[SHORT TASK]:
Report every line of the records that contains the word "stand", treating uppercase and lowercase letters as different.

[EXTRACTED ENTRIES]:
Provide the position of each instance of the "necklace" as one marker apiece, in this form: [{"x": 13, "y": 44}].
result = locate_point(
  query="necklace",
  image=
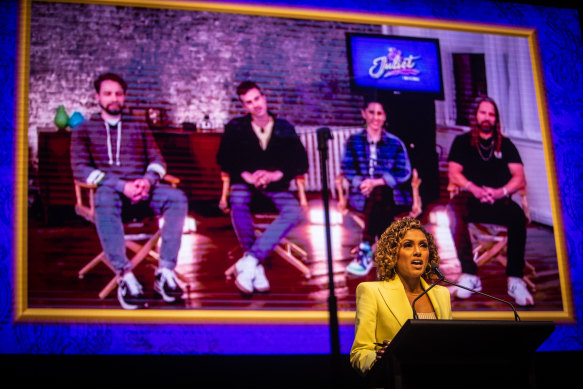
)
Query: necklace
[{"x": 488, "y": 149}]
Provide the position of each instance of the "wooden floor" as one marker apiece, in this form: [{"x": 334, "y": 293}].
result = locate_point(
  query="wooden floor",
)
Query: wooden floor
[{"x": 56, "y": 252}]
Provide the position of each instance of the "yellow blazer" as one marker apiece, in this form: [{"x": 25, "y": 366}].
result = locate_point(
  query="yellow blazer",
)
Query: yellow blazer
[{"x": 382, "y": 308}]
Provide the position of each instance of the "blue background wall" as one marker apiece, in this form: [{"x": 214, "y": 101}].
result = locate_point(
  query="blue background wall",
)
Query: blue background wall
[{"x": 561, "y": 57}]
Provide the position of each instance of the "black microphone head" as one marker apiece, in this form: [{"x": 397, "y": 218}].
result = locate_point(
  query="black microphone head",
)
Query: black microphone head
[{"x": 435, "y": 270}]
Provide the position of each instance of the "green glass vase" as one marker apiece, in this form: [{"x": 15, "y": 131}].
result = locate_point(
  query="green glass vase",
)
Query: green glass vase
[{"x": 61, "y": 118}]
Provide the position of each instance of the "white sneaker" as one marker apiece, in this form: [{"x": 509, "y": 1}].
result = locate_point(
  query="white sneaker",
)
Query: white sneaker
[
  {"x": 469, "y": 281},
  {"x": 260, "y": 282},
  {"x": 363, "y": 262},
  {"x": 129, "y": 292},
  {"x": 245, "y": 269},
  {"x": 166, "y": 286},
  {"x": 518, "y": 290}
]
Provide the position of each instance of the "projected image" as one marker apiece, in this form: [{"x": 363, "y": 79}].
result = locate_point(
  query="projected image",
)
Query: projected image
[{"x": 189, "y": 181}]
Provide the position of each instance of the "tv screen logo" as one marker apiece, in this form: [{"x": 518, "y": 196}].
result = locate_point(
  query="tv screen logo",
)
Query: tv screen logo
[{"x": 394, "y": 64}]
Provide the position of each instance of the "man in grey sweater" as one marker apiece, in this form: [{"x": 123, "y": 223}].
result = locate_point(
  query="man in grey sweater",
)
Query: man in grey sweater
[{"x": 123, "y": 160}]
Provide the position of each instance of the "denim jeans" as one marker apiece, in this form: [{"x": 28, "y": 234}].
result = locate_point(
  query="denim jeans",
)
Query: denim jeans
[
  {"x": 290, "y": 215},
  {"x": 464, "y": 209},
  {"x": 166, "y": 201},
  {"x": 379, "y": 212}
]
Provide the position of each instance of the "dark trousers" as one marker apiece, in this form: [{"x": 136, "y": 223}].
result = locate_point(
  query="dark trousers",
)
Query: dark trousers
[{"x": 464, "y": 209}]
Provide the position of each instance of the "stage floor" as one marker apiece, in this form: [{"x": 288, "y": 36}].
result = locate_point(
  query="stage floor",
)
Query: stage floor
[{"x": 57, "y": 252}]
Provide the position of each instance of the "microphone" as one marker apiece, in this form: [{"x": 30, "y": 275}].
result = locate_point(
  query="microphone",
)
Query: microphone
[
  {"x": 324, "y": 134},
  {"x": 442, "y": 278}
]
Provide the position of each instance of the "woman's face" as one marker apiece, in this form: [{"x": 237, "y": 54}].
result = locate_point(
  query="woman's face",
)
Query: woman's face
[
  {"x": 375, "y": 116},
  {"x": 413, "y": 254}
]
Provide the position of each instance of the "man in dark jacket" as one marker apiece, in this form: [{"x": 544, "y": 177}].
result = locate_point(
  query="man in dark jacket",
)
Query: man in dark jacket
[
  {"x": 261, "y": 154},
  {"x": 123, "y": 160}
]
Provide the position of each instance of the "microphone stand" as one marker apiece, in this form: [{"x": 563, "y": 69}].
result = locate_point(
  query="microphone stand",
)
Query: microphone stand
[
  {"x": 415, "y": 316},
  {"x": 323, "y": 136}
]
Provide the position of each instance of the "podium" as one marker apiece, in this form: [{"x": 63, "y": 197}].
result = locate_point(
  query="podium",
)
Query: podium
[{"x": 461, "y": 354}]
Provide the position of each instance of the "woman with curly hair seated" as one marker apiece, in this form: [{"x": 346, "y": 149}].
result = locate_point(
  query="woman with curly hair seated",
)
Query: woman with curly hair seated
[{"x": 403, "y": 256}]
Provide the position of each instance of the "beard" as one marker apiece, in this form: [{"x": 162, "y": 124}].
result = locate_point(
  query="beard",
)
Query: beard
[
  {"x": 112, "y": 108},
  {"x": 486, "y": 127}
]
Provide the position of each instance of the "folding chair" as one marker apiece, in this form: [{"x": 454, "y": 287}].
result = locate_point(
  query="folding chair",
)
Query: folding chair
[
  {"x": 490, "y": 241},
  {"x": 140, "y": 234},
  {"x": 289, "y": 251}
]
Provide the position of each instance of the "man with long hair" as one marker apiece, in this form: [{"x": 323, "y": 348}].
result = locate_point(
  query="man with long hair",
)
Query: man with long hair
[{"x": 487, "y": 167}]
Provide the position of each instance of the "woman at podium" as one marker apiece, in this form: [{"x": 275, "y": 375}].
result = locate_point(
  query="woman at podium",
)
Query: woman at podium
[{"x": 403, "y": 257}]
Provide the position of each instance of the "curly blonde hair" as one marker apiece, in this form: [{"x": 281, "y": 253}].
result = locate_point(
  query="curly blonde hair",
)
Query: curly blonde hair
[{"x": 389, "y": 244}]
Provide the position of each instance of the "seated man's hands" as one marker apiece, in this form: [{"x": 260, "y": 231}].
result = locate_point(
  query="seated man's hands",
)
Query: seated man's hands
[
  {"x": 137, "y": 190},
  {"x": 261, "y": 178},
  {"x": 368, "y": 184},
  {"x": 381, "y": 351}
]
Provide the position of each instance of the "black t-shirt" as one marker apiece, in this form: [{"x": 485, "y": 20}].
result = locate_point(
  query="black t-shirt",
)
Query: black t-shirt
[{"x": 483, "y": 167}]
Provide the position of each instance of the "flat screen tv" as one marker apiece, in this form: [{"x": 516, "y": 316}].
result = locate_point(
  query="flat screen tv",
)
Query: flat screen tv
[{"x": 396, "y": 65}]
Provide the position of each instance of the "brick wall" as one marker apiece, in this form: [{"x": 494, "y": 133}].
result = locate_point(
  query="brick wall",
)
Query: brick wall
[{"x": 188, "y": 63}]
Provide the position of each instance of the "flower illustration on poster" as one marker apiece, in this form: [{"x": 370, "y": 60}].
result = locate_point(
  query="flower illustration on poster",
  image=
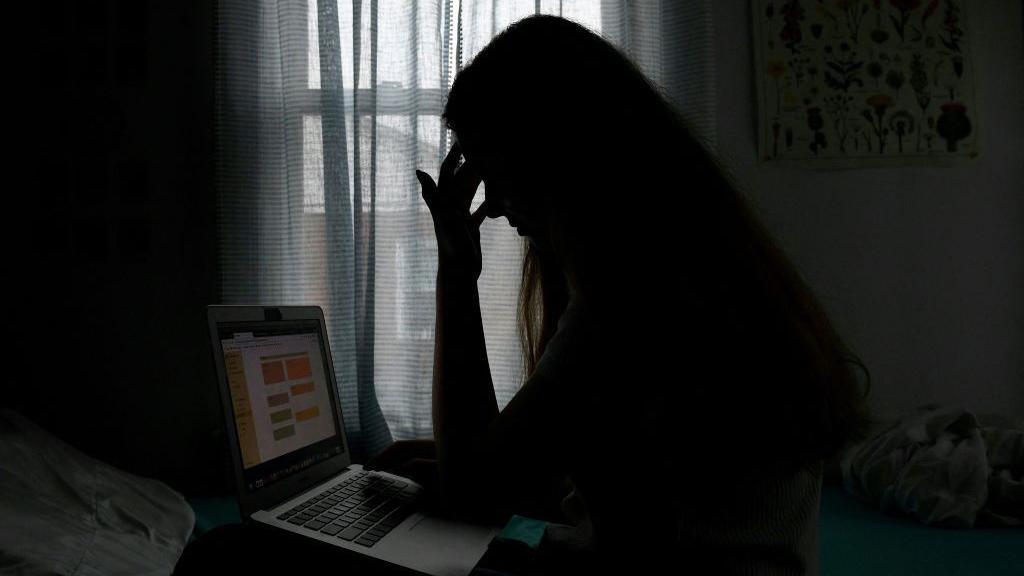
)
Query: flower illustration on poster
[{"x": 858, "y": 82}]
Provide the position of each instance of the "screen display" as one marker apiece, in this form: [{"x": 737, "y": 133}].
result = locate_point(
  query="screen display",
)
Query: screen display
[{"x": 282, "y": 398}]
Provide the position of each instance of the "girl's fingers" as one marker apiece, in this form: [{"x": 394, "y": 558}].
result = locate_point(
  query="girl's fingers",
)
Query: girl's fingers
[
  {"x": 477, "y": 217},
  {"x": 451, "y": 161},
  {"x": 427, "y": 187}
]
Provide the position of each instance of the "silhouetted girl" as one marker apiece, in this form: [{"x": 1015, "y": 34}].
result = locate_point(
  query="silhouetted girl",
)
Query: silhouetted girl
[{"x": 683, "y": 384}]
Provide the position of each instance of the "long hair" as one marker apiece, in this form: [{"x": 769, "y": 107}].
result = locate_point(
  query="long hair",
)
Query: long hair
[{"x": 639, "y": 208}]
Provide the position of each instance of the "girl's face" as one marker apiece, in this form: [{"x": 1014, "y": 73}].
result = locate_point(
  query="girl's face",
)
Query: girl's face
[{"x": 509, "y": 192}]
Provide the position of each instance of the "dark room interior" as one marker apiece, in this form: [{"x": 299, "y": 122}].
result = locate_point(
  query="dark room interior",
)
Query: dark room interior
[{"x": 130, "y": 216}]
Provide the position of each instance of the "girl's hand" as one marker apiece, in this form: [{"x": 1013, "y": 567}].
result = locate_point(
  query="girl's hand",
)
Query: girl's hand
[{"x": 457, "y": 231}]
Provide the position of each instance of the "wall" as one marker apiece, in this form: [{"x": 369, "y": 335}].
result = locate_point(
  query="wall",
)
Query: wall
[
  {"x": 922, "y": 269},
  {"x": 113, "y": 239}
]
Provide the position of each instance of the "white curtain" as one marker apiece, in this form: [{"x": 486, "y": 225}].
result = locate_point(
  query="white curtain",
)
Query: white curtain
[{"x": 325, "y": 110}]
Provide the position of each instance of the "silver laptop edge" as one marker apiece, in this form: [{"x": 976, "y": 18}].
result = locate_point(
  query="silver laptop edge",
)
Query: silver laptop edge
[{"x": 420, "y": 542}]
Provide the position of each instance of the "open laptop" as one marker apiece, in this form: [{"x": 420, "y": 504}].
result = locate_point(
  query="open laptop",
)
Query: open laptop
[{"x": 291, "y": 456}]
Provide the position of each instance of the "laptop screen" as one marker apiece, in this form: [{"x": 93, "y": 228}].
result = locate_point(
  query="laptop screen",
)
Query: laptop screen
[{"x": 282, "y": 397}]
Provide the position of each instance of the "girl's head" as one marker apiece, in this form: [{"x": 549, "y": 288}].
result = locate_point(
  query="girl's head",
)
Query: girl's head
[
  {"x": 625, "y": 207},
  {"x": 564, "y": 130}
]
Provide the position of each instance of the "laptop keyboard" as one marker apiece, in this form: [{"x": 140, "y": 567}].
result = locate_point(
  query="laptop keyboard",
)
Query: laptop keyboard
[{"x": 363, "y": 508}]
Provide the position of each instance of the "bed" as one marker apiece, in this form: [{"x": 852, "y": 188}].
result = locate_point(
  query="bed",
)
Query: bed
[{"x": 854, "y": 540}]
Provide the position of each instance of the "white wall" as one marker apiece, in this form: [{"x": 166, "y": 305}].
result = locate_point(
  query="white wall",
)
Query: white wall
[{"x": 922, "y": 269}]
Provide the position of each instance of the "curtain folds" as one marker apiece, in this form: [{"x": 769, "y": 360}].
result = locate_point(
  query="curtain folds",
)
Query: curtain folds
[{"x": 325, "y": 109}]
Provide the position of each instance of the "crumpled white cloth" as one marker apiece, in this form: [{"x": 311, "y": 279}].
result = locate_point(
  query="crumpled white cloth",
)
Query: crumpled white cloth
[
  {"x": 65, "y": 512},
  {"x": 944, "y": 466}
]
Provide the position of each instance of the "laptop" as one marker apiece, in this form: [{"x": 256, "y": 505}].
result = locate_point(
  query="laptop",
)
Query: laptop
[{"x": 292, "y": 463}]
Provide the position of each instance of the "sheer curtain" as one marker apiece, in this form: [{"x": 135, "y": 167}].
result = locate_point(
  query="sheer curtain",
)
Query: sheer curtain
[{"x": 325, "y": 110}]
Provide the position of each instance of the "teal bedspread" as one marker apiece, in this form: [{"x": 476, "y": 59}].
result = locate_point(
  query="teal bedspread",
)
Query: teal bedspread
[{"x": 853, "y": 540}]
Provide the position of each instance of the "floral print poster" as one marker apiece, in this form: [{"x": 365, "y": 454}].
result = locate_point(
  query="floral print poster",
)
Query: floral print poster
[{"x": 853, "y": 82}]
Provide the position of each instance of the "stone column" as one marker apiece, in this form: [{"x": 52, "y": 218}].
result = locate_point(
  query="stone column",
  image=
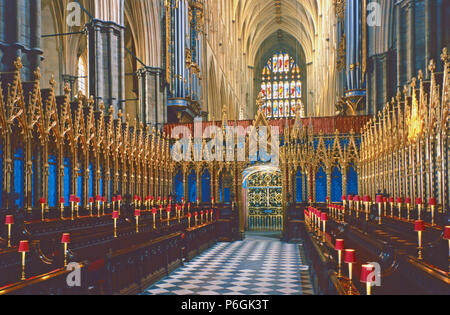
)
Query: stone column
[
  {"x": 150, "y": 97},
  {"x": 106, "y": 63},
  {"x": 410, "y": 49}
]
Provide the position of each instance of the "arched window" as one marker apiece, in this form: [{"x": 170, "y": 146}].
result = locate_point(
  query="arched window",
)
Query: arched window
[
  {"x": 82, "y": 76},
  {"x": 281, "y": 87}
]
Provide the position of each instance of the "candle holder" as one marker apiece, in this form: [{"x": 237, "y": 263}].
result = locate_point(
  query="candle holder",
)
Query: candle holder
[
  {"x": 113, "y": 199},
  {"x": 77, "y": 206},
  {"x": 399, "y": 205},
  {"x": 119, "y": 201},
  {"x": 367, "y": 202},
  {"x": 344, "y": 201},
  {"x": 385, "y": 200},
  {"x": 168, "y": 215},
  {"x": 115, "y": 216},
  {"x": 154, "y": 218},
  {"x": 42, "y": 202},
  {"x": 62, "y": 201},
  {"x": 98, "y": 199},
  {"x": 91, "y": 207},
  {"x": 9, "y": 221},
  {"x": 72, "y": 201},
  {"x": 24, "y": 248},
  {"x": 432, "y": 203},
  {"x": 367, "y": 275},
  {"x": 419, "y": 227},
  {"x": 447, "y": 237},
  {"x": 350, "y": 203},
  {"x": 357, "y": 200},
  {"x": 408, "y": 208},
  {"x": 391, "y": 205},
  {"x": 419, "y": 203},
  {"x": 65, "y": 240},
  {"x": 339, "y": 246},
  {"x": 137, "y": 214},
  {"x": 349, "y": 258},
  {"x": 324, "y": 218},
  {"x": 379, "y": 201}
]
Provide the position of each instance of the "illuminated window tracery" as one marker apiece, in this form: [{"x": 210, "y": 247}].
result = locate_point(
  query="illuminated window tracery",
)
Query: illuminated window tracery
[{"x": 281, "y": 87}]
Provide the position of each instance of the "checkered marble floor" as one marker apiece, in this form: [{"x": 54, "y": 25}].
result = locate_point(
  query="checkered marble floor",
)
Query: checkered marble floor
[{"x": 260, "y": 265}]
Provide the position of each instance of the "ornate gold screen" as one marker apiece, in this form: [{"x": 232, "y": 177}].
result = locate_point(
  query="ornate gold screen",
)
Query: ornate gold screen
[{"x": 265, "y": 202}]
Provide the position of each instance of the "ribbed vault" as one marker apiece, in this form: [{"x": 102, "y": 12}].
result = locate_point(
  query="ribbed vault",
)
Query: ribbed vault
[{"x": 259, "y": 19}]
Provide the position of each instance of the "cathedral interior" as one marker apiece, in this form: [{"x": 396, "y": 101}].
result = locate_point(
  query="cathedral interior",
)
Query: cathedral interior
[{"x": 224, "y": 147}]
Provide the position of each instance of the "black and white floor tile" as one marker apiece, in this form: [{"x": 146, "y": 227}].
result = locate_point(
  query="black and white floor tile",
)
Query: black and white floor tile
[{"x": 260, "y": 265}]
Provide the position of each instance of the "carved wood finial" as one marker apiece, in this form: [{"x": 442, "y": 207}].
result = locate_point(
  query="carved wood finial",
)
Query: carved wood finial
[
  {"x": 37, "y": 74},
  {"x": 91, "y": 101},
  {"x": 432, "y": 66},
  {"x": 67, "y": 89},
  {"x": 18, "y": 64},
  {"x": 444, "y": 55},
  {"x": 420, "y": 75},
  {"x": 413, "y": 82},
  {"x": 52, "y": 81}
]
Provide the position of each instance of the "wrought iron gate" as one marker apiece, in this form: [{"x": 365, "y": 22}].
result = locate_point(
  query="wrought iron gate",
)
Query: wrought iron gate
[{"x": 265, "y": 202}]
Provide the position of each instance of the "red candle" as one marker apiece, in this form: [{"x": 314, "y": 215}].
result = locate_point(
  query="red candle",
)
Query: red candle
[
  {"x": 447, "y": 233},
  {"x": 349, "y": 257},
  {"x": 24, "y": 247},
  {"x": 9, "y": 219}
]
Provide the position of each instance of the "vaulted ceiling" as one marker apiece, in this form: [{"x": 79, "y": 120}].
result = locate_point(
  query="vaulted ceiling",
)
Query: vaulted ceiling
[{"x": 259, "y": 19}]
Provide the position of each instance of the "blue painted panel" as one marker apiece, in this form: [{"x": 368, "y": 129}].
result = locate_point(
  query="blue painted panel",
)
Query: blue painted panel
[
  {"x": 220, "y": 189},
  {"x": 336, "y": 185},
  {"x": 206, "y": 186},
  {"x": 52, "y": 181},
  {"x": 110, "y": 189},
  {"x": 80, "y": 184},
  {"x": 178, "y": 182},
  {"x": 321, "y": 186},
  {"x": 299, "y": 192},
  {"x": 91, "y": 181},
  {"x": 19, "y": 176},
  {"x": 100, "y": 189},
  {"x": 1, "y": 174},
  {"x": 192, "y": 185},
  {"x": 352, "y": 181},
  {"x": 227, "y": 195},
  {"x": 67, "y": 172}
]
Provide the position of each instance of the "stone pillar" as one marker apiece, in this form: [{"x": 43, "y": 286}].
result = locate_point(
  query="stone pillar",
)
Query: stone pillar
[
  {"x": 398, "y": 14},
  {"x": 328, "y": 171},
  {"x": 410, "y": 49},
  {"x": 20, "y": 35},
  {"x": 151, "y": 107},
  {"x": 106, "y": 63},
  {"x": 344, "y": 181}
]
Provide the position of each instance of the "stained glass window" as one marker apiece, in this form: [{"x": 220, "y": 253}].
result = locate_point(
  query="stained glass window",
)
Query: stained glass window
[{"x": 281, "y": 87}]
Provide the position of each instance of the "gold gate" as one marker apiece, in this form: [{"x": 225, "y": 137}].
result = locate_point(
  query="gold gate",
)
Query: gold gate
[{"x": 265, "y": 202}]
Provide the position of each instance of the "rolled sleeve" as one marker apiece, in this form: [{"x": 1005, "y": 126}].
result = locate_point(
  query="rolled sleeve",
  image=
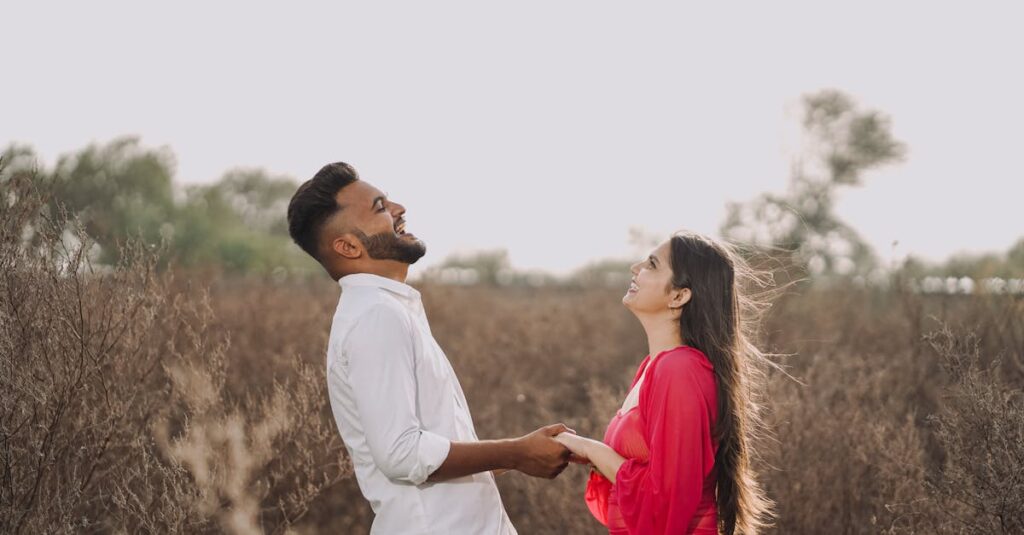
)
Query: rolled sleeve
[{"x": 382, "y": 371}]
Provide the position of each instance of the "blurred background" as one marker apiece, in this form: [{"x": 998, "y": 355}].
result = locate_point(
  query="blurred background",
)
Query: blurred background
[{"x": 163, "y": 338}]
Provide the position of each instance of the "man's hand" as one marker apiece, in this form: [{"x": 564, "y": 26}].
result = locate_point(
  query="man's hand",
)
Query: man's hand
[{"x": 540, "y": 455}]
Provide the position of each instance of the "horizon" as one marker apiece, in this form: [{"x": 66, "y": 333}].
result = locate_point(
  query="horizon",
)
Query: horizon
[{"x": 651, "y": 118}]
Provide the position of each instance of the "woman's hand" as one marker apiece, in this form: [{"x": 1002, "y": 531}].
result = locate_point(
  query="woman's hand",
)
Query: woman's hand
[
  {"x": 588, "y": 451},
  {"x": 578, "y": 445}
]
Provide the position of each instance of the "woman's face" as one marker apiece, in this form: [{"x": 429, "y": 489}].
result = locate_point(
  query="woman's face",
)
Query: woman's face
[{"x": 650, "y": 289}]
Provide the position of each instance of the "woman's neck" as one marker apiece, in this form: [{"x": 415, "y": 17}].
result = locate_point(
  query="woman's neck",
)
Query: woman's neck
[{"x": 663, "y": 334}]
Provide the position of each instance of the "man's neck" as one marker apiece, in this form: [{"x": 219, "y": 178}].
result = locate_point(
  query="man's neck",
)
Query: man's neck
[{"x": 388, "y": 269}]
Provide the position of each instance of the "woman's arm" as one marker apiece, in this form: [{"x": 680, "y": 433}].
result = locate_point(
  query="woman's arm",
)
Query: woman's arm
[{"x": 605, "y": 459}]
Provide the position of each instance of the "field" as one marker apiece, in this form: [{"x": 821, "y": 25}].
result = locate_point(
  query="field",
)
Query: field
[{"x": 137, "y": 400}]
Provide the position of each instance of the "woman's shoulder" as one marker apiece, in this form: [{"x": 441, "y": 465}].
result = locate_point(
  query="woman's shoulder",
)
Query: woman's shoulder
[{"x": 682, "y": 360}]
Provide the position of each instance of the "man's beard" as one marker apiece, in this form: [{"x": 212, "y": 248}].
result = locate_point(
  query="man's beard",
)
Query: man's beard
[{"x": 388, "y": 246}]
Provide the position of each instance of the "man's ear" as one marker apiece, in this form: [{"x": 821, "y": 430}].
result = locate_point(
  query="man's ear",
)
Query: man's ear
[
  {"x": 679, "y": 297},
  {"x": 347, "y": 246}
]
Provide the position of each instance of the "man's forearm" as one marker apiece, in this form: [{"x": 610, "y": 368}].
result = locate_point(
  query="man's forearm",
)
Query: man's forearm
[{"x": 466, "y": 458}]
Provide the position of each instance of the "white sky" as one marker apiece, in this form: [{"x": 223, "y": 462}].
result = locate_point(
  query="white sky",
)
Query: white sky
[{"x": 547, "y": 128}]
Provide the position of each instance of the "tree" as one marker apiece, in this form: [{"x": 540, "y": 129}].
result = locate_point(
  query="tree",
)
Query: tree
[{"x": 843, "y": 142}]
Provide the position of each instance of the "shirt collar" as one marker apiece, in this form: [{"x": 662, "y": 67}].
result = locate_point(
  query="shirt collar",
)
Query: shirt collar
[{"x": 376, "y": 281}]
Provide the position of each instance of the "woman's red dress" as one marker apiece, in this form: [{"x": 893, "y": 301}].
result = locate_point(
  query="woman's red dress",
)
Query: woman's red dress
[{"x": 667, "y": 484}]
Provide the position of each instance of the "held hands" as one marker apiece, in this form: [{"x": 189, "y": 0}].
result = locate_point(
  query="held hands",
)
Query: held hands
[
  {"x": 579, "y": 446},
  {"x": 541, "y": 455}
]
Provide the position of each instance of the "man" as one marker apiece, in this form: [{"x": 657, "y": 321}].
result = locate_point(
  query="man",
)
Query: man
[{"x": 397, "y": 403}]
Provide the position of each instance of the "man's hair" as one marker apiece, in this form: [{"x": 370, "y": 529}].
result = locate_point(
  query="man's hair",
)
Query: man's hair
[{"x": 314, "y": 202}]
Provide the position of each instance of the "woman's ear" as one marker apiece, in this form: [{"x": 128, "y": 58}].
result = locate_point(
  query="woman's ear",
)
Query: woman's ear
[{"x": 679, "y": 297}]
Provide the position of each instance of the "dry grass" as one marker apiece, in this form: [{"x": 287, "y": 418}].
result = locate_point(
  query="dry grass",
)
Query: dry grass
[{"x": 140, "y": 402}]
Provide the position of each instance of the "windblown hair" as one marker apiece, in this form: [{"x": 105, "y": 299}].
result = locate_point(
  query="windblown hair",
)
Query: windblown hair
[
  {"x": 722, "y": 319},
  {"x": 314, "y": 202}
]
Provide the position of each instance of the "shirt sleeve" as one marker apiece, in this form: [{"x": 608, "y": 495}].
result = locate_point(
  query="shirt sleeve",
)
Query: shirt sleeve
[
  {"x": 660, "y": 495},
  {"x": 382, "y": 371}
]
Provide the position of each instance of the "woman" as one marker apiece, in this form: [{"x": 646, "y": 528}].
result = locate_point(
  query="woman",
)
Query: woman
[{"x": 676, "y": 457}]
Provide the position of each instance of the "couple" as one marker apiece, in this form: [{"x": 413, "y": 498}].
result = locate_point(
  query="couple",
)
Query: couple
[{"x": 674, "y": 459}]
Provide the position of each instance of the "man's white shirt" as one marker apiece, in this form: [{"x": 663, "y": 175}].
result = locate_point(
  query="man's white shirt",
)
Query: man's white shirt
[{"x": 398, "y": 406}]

[ANSWER TO THIS PROBLEM]:
Provide the position of each instance of the "microphone stand" as one marker apiece, in this form: [{"x": 563, "y": 69}].
  query="microphone stand",
Query: microphone stand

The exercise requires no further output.